Task objective –
Reproduce the lines below in full, swapping every occurrence of "trash bin" for "waste basket" and leaving everything else unchanged.

Material for this task –
-.-.-

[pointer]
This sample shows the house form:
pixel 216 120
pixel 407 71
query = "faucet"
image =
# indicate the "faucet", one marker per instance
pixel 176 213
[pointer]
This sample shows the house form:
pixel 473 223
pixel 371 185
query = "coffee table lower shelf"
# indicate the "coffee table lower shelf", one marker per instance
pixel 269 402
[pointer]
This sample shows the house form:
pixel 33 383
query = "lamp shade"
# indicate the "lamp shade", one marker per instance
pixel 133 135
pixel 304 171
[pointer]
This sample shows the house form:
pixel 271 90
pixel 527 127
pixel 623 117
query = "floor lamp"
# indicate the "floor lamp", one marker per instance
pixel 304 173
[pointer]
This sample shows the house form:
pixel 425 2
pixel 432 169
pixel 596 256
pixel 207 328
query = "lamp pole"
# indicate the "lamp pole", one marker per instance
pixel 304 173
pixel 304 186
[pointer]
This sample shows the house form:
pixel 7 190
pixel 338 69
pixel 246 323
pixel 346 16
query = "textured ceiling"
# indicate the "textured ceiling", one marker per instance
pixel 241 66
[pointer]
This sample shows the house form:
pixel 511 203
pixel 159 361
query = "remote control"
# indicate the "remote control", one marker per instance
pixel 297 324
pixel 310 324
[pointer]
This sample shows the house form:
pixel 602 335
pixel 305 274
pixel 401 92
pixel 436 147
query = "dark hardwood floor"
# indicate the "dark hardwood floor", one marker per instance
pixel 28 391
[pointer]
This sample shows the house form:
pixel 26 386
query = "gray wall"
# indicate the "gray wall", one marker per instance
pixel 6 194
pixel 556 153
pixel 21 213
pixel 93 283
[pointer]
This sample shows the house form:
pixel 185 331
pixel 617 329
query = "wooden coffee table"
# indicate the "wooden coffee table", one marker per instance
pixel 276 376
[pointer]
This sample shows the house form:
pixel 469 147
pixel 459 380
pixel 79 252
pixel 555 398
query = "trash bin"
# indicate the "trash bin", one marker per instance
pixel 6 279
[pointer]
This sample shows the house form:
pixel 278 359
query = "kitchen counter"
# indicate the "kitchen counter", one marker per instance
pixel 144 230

-.-.-

Solution below –
[pointer]
This sample shows the house form:
pixel 216 120
pixel 407 71
query = "faucet"
image =
# indicate the "faucet", one marker per instance
pixel 176 213
[pointer]
This sample shows the house form:
pixel 473 223
pixel 371 185
query = "coffee table lower shelf"
# indicate the "coffee table lower shelf", one marker per instance
pixel 269 402
[pointer]
This sample shows the house form:
pixel 33 383
query = "lamp shade"
# indicate the "lamp shade", one marker per instance
pixel 133 135
pixel 304 171
[pointer]
This sample shows the house form:
pixel 271 90
pixel 527 127
pixel 623 117
query = "floor lamp"
# indicate the "floor lamp", one marker per instance
pixel 304 173
[pointer]
This sample shows the house form:
pixel 425 2
pixel 432 169
pixel 596 256
pixel 207 328
query = "lamp pole"
# indicate the "lamp pole", one marker per instance
pixel 304 173
pixel 304 186
[pointer]
This sample shows the house form:
pixel 7 190
pixel 338 69
pixel 246 323
pixel 346 16
query = "textured ceiling"
# indicate the "textured ceiling", one marker per instance
pixel 241 66
[pointer]
This sample shows the house form:
pixel 511 203
pixel 159 361
query = "remote control"
# indicate the "remote control", one marker per instance
pixel 297 324
pixel 310 324
[pointer]
This sample shows the house form:
pixel 602 335
pixel 305 274
pixel 401 92
pixel 436 147
query = "dark hardwood floor"
# indicate the "dark hardwood floor", one marker per instance
pixel 28 391
[pointer]
This sample shows the house form:
pixel 26 386
query = "gray wall"
# indicate the "gray wall", one marker per instance
pixel 6 194
pixel 556 153
pixel 21 213
pixel 93 283
[pointer]
This sample shows the house form:
pixel 185 331
pixel 617 329
query = "wooden coffee table"
# indicate the "wooden coffee table", one marker per instance
pixel 276 376
[pointer]
This sample shows the house form:
pixel 469 147
pixel 459 380
pixel 79 252
pixel 555 398
query = "waste basket"
# indicate the "waste basket", one marker per instance
pixel 6 279
[pointer]
This sample shows the house form:
pixel 278 359
query = "kitchen counter"
# indicate the "kitchen counter", one marker per instance
pixel 144 230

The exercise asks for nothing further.